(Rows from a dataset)
* BEGIN *
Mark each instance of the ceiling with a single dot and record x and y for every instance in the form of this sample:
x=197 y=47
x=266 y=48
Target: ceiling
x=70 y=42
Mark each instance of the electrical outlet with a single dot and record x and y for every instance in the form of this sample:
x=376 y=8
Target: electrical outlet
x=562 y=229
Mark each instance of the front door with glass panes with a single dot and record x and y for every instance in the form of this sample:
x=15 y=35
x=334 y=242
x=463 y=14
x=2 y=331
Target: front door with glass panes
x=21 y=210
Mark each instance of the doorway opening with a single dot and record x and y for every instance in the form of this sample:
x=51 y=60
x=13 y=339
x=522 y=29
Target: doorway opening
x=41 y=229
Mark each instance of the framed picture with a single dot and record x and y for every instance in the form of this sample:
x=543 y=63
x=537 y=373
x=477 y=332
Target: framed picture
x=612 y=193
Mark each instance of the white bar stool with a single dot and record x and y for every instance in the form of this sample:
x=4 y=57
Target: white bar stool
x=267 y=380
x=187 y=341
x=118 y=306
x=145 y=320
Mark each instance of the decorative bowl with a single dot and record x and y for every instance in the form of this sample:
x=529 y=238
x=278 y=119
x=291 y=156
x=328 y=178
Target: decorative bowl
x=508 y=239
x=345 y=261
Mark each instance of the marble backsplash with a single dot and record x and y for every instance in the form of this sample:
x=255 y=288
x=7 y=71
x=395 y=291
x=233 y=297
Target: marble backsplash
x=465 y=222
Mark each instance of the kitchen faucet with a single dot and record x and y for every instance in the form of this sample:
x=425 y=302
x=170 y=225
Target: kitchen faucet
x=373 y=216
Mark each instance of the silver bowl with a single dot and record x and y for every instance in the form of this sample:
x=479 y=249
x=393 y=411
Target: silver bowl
* END *
Task directions:
Turn the data above into a Markdown table with the columns Row and Line. Number each line in order and leave out any blank lines.

Right answer:
| Row | Line |
|---|---|
| 1 | Mark each instance of the ceiling with a single dot and record x and y for every instance in the form of this sample: |
| 2 | x=197 y=47 |
| 3 | x=266 y=48 |
| 4 | Target: ceiling |
| 5 | x=70 y=42 |
| 6 | Mark each instance of the electrical outlet with a single dot and record x and y for every instance in the form of this sample: |
| 7 | x=376 y=8 |
| 8 | Target: electrical outlet |
| 9 | x=562 y=229 |
| 10 | Mark each instance of the front door with glass panes with a single dot and record x and y for every instance in the form of this sample: |
| 11 | x=15 y=35 |
| 12 | x=334 y=242 |
| 13 | x=463 y=14 |
| 14 | x=2 y=331 |
| 15 | Target: front door with glass panes |
| 16 | x=21 y=210 |
| 17 | Mark each instance of the doorway opening with a single dot and record x and y for every instance in the form of this sample: |
| 18 | x=51 y=60 |
| 19 | x=13 y=339 |
| 20 | x=522 y=29 |
| 21 | Target: doorway opening |
| 22 | x=41 y=229 |
| 23 | Mark each instance of the framed picture with a single dot and record x and y for every instance in the form of this sample: |
| 24 | x=543 y=63 |
| 25 | x=537 y=373 |
| 26 | x=477 y=332 |
| 27 | Target: framed picture |
| 28 | x=612 y=193 |
| 29 | Mark each instance of the white bar stool with a single dot and record x and y for every instance in the form of this sample: |
| 30 | x=4 y=57 |
| 31 | Target: white bar stool |
| 32 | x=267 y=380 |
| 33 | x=187 y=341 |
| 34 | x=118 y=306 |
| 35 | x=145 y=320 |
| 36 | Mark each instance of the decorative bowl with a single dot and record x and y for every instance in the form of this sample: |
| 37 | x=529 y=238 |
| 38 | x=278 y=119 |
| 39 | x=291 y=156 |
| 40 | x=328 y=178 |
| 41 | Target: decorative bowl |
| 42 | x=508 y=239 |
| 43 | x=345 y=261 |
| 44 | Mark each instance of the marble backsplash with a single dot and record x and y for every instance in the form of this sample: |
| 45 | x=255 y=288 |
| 46 | x=7 y=71 |
| 47 | x=395 y=291 |
| 48 | x=233 y=297 |
| 49 | Target: marble backsplash |
| 50 | x=465 y=222 |
| 51 | Mark each instance of the kitchen faucet with a single dot and record x and y for every instance in the form of this sample: |
| 52 | x=425 y=302 |
| 53 | x=170 y=225 |
| 54 | Target: kitchen faucet |
| 55 | x=373 y=216 |
| 56 | Mark each instance of the silver bowl with a single dot and record x and y for every instance in the form of this sample: |
| 57 | x=479 y=249 |
| 58 | x=393 y=411 |
| 59 | Target: silver bowl |